» GOAL
Copy out the entries below, changing "one point per instance" to "one point for each instance" everywhere it occurs and leaving everything else untouched.

··· INFORMATION GIVEN ···

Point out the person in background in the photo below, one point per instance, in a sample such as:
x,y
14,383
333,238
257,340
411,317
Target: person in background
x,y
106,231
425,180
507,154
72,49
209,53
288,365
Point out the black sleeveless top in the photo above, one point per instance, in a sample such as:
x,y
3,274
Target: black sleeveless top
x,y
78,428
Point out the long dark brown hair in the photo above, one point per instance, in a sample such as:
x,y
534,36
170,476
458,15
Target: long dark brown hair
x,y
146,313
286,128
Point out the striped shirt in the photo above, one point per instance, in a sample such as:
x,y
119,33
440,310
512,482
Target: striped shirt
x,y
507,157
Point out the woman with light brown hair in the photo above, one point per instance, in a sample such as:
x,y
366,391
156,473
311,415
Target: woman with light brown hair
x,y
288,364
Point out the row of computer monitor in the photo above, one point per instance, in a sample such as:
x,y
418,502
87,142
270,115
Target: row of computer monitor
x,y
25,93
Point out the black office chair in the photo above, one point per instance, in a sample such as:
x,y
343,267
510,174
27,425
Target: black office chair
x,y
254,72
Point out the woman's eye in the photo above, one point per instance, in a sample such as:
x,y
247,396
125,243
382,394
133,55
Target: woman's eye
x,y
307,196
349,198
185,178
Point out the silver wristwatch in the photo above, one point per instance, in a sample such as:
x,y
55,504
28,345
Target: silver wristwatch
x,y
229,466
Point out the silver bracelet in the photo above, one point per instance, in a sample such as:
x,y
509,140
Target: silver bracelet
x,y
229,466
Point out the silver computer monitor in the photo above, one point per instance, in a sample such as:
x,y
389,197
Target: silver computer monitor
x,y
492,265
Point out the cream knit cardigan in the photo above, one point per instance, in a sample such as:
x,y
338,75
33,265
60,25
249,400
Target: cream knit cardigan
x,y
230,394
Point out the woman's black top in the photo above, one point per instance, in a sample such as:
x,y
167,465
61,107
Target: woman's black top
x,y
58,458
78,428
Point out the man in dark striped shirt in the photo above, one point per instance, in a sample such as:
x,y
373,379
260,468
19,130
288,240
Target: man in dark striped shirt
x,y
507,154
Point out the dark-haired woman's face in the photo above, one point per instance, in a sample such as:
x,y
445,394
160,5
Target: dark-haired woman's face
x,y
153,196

···

» EXERCISE RESPONSE
Point out the person in background in the photo below, one point for each instance, in a sample such as:
x,y
14,383
333,238
257,340
411,317
Target: person in background
x,y
106,231
425,180
507,154
72,49
209,53
288,365
Point out the black sleeveless top in the photo above, one point for each instance, in a sample such as:
x,y
3,274
Target: black sleeveless top
x,y
78,428
Point out the long dark brown hair in the photo above, one point for each instance, in a sample such as:
x,y
534,36
170,476
458,15
Target: long dark brown hair
x,y
146,313
286,128
Point out the striped shirt in the photo above, one point for each instance, in a sample such as:
x,y
119,33
440,310
512,482
Target: striped shirt
x,y
507,157
Point out the woman with light brown hair in the photo above, one point for each instance, in a sample such as:
x,y
366,391
156,473
311,415
Target: woman with light brown hair
x,y
288,364
Point out the row of computer monitor in the photo above, one point for each instance, in a sample such as:
x,y
418,502
87,142
270,115
Target: row of computer monitor
x,y
25,93
Point out the black office chair in the photo above, one point for each instance, in a sample such as:
x,y
343,267
510,174
27,425
Target: black office chair
x,y
254,72
Point out the woman's eye in the photo above, one point for each instance, in a sample such as:
x,y
247,396
125,243
382,394
133,55
Target: woman's eye
x,y
307,196
349,198
185,178
Point out the silver wristwatch in the photo above, one point for each instance, in a sample such as:
x,y
55,504
28,345
Target: silver wristwatch
x,y
229,466
Point out the silver bracelet in the photo above, one point for each instance, in a sample such as:
x,y
509,140
Target: silver bracelet
x,y
229,466
Point out the silver computer monitor in the photo above, one point for each instance, in a sample such as:
x,y
389,197
Target: silver computer monitor
x,y
492,265
Point out the cream knit cardigan in the photo above, one point for each instance, in a sample such as:
x,y
338,75
33,265
60,25
249,400
Target: cream knit cardigan
x,y
230,394
Point out the woman's black top in the photo above, one point for each instance, in a sample such as:
x,y
167,465
61,107
Target: woman's black top
x,y
58,458
78,428
Point out the man in dark striped shirt in the photo above, one point for each instance, in a sample such as:
x,y
373,379
260,468
19,130
288,240
Target: man in dark striped shirt
x,y
507,154
Point out the dark-haired woman's face in the photo above, one point for each instance, in a sample such as:
x,y
445,394
160,5
Target: dark-haired woman's face
x,y
153,196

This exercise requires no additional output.